### EXTRACTED TEXT

Consent provisions introduced
Provisions for consent of an accused for collection of bodily substances for offences other than the specified offences has been prescribed. However, refusal of consent can be overridden through a Magistrate's order – passed when the refusal is without good cause and the Magistrate is satisfied as to the need for the bodily substances. For all other offences, the consent of the accused is required for collection of bodily substances for DNA testing (Section 21). All this data will be included in either the suspects' or offenders' index.
Persons present at the crime scene, questioned in connection with a crime, or who want to find the whereabouts of kith/kin, may voluntarily consent to give bodily substances (Section 22). Written consent is also required before collecting bodily substances from victims, relatives of missing persons, minors or disabled persons (Section 23).
DNA profile comparisons
For DNA profile comparisons, procedures and criteria to be followed will be prescribed. Details of persons who are neither offenders nor suspects cannot be compared. A communication of details must be only to authorised persons (Section 29). This removes details of the information shared. For example, previously, the DNA profile itself was to be shared in specified circumstances. However, the newer procedures and criteria prescribed may or may not accord adequate privacy.
Previously, when a DNA profile was received for comparison from a foreign government or organisation, and a similar DNA profile is found, the similar DNA profile was to be sent. Now, information in relation to the similar DNA profile is to be sent. While it isn't clear what 'information relating to the DNA profile' includes, this may mean the DNA profile itself is not to be shared, and other information such as the name of the person is to be shared (Section 30).
Discretionary powers of database manager removed
The discretionary powers of the DNA database manager have been removed, and are to replaced with prescribed procedures and practices. This includes the discretion for DNA profile comparisons (Section 29), and for providing access to the database (Section 35).
Retention and expunction of records
The clause requiring data of convicts to be stored permanently has been removed. Now, crime scene data is to be retained.
The rules for expunction of records have been modified. The Director of the National DNA Databank can expunge the DNA profiles of (i) a suspect after the filing of the police report under law or on a court order, or (ii) of an undertrial on a court order. A person who is neither an offender nor a suspect can write to the director and have his data removed (Section 31).

######

TASK OBJECTIVE -
Answer each question from the text on DNA testing provisions.
(a) Which section requires written consent before bodily substances are collected from victims, relatives of missing persons, minors or disabled persons?
(b) Under what two conditions can a Magistrate's order override an accused's refusal of consent?
(c) Whose discretionary powers have been removed and replaced with prescribed procedures and practices?
The entries come from a separate source, not from the text on DNA testing provisions.

### STORED DATA

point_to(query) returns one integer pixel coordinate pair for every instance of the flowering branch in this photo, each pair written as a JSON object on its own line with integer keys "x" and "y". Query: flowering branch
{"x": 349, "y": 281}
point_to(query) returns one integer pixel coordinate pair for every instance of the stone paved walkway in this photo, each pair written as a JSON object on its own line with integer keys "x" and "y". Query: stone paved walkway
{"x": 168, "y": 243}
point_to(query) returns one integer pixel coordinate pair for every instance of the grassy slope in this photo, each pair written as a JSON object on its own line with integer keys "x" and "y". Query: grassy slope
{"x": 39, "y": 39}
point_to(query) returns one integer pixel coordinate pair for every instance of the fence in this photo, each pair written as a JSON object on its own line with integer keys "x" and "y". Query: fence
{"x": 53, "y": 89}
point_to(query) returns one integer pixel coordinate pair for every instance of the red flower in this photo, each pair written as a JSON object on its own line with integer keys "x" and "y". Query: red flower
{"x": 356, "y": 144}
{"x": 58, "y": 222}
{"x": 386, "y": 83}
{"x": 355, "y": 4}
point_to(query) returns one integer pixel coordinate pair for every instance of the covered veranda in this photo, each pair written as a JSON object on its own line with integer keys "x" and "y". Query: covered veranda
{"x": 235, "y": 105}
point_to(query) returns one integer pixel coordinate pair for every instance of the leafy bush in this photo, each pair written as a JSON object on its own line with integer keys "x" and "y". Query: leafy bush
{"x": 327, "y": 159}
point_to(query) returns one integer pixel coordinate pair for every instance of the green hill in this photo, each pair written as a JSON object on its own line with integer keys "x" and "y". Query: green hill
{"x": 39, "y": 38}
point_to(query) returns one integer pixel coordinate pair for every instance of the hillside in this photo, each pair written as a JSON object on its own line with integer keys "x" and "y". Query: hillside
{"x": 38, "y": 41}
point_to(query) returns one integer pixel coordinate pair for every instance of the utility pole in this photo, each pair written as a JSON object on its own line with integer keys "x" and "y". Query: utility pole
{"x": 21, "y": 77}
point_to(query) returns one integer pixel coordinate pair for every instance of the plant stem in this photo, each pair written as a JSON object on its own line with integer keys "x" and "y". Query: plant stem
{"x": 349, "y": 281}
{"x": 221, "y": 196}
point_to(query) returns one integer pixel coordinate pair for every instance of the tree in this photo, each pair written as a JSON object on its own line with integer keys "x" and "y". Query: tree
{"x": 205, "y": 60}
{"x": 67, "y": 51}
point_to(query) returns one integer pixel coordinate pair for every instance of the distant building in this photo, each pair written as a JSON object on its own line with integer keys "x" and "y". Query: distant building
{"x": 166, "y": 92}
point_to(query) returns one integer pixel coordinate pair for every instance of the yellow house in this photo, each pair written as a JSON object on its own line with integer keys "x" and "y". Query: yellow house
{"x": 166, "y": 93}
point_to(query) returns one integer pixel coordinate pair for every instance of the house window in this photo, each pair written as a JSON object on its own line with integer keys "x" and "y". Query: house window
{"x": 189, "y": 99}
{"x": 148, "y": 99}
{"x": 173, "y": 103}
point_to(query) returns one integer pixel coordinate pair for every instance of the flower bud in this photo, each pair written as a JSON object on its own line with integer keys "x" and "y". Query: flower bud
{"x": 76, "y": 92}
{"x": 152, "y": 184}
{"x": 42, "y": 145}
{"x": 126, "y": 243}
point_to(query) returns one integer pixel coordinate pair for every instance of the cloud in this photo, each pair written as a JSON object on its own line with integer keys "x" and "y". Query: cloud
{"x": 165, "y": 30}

######

ANSWER BELOW -
(a) Section 23.
(b) The refusal is without good cause, and the Magistrate is satisfied as to the need for the bodily substances.
(c) The DNA database manager's.